Description of the task: Copy out every line of the data below that contains the string "target", treating uppercase and lowercase letters as distinct.
□ □ □ □ □
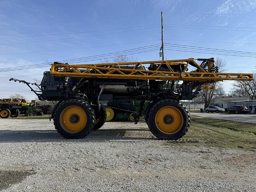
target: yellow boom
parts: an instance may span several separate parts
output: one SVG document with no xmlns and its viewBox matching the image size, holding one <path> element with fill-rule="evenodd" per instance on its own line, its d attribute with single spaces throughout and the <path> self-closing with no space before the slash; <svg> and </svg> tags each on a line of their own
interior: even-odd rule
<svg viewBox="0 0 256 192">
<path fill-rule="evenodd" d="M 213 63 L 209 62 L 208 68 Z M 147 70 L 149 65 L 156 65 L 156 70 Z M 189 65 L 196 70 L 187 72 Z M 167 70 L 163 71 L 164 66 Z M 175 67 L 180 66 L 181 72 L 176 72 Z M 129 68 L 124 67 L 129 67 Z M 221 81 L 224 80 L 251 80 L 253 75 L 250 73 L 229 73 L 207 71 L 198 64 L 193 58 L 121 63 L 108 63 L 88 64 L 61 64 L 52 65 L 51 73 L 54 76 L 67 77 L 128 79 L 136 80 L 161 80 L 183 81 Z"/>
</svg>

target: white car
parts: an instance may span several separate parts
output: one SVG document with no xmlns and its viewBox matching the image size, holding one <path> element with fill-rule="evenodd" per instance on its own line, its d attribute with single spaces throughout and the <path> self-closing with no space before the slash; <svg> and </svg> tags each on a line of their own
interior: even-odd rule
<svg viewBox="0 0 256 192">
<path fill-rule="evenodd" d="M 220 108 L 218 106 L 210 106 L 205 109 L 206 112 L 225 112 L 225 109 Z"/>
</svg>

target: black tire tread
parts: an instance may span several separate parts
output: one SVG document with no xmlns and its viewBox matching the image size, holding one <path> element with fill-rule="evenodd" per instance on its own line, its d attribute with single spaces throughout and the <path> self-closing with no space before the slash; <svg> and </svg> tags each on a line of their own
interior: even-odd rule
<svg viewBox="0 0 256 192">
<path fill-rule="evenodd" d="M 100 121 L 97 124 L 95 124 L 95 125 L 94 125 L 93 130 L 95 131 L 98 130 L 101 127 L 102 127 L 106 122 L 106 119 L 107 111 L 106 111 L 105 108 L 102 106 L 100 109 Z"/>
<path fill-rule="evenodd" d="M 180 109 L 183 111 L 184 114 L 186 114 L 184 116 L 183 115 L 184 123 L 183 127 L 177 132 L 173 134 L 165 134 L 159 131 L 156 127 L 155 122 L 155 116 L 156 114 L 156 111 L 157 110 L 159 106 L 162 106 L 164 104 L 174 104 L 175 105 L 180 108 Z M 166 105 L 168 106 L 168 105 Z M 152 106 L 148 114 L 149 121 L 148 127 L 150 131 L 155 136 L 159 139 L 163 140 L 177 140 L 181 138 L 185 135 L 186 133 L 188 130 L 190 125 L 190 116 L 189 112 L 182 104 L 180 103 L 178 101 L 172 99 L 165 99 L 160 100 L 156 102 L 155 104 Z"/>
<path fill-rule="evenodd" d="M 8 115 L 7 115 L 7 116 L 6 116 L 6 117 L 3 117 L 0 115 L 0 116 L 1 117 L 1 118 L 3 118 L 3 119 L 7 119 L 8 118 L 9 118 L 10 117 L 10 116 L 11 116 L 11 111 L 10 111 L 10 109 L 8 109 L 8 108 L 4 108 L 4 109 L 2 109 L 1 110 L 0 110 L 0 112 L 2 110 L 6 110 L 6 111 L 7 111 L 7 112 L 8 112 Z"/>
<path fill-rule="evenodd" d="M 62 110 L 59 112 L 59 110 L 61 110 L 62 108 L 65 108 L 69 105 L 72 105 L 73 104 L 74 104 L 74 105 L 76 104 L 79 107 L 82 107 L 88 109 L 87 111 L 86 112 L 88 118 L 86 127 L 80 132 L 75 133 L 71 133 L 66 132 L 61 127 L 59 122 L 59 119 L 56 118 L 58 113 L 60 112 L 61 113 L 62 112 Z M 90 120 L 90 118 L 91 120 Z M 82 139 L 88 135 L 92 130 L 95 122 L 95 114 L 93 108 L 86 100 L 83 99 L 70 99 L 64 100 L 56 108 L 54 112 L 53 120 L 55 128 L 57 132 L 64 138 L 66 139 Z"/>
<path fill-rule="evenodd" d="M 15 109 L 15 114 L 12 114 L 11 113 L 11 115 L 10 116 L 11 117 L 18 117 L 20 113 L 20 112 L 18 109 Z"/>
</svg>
□ □ □ □ □
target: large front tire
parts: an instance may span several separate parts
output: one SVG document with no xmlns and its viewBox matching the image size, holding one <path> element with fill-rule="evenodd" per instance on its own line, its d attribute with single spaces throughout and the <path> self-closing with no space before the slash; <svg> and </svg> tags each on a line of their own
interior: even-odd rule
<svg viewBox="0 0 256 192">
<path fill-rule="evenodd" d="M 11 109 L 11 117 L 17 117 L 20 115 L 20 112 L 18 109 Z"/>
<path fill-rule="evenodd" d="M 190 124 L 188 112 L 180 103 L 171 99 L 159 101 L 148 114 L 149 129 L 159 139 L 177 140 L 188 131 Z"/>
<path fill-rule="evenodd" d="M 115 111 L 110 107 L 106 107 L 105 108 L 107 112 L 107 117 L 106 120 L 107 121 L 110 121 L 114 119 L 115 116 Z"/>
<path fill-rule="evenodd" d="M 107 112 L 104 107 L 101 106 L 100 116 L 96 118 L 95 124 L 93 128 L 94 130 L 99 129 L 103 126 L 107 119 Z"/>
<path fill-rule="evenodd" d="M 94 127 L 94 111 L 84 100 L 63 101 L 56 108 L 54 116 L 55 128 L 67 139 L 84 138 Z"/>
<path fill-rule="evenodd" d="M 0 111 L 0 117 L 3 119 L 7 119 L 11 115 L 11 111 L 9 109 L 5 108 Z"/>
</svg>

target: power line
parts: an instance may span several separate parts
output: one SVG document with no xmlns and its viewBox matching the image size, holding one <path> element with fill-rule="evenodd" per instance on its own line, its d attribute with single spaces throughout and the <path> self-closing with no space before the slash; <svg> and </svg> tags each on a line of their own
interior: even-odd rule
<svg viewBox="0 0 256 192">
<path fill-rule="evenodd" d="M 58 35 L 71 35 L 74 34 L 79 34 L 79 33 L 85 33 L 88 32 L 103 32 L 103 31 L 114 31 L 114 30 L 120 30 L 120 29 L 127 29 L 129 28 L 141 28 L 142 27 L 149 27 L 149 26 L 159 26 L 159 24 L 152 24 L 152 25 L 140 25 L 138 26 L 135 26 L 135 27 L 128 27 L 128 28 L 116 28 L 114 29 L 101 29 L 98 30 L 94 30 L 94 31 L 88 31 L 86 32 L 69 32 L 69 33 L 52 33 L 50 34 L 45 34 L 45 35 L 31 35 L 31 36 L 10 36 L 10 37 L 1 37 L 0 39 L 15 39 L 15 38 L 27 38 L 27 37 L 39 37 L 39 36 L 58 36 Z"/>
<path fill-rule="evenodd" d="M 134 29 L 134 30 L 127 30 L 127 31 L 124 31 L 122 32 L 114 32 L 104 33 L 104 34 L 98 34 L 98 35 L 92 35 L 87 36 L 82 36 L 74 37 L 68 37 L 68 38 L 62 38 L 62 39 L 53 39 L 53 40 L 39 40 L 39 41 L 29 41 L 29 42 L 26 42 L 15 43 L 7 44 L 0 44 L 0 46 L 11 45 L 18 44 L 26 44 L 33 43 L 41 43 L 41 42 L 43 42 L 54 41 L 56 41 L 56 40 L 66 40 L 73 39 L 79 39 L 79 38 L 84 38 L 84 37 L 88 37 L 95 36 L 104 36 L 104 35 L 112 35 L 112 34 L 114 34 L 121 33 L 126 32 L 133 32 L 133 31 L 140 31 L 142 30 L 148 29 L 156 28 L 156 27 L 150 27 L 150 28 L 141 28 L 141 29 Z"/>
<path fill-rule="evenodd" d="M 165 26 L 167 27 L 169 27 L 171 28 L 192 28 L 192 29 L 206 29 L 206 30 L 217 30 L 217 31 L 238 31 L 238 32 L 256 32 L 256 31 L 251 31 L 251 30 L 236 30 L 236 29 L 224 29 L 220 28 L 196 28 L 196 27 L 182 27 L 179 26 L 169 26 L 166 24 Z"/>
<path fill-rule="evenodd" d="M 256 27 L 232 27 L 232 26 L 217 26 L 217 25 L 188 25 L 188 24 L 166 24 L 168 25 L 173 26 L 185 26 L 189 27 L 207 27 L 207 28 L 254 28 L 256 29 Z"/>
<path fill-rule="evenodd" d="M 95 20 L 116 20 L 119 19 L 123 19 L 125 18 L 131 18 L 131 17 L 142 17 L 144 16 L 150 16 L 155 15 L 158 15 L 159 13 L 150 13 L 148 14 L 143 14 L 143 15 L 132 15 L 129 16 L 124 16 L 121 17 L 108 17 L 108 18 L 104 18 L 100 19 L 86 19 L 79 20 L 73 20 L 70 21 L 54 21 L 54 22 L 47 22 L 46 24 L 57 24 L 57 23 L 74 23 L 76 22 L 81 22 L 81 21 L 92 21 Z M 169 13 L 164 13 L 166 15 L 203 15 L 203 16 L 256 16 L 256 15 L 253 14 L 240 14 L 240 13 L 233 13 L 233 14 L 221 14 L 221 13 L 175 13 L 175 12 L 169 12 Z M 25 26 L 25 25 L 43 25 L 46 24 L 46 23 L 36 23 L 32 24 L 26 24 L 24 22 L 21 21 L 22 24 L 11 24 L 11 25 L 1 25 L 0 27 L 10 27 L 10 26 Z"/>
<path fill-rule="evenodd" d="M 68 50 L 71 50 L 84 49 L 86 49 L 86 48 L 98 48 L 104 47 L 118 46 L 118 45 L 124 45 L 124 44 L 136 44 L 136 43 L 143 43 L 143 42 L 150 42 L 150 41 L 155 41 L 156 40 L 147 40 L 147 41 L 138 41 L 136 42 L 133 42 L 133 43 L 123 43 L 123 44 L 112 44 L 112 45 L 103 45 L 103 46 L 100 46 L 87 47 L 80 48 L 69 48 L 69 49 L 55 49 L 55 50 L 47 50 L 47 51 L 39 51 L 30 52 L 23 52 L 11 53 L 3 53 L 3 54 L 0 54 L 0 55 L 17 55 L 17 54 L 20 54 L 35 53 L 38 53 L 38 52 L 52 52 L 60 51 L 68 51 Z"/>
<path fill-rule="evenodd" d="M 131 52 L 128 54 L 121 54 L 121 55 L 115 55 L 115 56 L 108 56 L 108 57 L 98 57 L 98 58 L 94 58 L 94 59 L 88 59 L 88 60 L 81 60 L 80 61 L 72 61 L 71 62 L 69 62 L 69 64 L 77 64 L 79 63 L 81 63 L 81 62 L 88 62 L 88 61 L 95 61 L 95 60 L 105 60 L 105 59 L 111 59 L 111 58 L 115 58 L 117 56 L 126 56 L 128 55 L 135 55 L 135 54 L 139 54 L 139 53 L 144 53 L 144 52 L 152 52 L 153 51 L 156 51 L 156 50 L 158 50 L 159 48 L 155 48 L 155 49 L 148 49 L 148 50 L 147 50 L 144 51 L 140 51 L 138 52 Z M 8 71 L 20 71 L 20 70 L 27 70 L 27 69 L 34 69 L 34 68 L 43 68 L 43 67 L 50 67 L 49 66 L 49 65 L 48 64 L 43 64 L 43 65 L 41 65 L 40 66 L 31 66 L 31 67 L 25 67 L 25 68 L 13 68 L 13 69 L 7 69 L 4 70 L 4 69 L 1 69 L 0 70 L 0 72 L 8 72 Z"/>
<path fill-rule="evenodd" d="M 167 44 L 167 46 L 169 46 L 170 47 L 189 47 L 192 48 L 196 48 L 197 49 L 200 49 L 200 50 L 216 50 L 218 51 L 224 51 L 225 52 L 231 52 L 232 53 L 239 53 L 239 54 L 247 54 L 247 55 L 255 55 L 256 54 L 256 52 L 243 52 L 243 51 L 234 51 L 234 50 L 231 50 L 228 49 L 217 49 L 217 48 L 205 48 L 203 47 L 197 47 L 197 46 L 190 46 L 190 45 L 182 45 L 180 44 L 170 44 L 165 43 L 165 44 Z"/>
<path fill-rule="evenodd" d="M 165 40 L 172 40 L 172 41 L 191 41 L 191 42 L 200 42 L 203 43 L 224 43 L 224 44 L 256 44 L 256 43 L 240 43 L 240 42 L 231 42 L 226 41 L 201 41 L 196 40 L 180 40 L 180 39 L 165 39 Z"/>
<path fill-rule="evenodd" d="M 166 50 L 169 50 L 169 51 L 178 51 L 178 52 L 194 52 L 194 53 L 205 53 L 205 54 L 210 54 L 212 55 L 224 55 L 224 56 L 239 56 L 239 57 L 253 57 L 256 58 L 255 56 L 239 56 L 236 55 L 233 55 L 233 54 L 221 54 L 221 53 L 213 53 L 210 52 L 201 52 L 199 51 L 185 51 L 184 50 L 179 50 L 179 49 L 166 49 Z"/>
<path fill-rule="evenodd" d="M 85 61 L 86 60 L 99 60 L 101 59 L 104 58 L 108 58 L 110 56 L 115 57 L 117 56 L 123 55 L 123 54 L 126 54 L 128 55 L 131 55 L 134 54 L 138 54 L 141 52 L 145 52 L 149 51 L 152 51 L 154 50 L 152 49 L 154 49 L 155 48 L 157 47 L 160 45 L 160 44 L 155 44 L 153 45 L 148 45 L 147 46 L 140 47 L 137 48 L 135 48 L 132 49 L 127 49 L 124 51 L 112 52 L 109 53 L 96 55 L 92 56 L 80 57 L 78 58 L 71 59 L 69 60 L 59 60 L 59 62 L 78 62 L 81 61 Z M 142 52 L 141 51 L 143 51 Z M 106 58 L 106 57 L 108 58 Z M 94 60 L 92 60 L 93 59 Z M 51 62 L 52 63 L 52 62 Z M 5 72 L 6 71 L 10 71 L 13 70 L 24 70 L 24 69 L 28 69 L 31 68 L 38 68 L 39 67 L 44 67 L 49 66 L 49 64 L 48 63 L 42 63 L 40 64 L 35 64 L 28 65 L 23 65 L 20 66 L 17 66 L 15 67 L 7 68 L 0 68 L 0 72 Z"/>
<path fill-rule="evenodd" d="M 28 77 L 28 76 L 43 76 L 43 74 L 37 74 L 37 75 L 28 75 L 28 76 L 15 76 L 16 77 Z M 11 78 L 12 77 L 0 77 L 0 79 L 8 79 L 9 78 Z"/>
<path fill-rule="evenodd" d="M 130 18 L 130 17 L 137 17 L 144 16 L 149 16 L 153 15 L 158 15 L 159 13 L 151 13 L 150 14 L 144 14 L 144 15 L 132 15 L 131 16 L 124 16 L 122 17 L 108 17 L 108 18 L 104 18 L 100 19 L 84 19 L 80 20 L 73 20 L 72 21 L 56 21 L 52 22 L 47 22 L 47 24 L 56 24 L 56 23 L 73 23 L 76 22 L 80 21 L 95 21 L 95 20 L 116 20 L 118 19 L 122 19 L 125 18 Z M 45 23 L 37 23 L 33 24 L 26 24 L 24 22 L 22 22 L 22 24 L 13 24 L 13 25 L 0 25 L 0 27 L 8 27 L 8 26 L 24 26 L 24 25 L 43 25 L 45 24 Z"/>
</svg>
□ □ □ □ □
Solved exercise:
target: yellow boom
target: white car
target: black tire tread
target: large front tire
target: power line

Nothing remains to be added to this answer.